Source data
● ● ● ● ● ● ●

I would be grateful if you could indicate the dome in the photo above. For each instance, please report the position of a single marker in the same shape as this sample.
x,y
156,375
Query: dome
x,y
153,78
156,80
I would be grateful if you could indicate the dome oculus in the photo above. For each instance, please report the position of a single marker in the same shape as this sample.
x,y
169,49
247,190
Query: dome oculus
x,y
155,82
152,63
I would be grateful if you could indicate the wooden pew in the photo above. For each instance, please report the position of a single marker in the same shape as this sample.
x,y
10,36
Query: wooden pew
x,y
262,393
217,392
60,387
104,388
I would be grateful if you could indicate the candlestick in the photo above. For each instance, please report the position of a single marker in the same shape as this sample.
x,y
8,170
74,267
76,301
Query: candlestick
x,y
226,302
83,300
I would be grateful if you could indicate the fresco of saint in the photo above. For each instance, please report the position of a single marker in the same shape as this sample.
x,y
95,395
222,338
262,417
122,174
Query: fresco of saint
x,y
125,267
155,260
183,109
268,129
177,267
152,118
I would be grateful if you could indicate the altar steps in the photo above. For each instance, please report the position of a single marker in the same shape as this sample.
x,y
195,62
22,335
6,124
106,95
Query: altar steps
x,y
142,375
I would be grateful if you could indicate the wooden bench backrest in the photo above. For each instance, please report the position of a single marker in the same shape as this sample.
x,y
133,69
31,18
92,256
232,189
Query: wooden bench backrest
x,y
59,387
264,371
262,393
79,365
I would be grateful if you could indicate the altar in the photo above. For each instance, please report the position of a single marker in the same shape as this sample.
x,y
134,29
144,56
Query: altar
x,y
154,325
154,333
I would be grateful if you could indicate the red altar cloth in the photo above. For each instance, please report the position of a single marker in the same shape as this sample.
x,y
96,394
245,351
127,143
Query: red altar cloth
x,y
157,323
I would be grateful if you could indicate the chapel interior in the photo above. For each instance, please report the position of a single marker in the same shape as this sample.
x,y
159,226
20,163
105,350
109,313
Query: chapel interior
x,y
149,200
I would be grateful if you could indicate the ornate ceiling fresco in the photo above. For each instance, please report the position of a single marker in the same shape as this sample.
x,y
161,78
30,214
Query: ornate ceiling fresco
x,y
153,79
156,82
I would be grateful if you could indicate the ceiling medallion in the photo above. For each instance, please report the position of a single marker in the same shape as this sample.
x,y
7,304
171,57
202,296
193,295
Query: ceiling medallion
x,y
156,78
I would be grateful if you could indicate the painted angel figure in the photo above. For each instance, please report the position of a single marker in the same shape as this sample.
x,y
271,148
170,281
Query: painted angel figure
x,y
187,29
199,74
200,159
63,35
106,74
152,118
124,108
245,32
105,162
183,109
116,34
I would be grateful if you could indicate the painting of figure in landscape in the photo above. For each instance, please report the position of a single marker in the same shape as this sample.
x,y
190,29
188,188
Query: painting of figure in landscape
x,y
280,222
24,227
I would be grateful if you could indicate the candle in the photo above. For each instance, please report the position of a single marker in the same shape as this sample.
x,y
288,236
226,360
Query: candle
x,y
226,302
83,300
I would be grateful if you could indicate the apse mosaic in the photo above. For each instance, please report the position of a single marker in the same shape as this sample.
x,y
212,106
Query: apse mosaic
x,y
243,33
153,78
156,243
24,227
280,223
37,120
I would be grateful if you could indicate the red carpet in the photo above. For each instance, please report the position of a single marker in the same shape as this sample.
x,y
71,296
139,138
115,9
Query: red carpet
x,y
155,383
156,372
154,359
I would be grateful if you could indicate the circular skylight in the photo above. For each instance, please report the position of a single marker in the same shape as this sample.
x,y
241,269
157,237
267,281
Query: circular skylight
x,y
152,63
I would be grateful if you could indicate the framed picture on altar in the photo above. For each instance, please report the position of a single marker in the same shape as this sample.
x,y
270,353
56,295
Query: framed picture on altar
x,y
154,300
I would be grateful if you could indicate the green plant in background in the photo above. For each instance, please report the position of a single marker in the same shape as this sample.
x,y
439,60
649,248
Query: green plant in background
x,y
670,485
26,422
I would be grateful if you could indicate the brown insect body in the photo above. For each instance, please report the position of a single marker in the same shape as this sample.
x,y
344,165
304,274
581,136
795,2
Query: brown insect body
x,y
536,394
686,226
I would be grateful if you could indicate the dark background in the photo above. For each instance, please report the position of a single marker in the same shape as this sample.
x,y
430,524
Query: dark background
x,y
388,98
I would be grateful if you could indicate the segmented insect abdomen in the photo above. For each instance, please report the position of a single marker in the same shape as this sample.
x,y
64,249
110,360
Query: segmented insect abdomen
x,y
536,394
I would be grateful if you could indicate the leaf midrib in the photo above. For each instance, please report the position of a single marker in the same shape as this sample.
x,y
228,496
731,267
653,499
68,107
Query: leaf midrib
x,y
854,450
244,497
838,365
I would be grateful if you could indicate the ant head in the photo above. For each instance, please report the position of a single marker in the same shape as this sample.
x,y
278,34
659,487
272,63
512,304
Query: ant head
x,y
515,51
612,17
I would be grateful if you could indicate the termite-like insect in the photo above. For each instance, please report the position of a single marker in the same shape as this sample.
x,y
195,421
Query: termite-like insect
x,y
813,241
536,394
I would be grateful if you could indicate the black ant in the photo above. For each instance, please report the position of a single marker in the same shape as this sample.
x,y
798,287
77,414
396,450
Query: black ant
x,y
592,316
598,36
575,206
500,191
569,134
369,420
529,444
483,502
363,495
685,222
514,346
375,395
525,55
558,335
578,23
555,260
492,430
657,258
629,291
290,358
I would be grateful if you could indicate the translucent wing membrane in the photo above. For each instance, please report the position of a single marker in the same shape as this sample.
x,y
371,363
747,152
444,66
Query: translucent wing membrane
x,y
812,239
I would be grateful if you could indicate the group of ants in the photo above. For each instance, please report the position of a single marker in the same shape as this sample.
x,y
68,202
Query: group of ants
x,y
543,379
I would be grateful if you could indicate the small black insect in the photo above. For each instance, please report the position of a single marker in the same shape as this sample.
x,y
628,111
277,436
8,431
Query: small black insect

● ● ● ● ● ● ●

Lines containing the string "small" above: how many are there? Answer with the number only.

[Expected answer]
2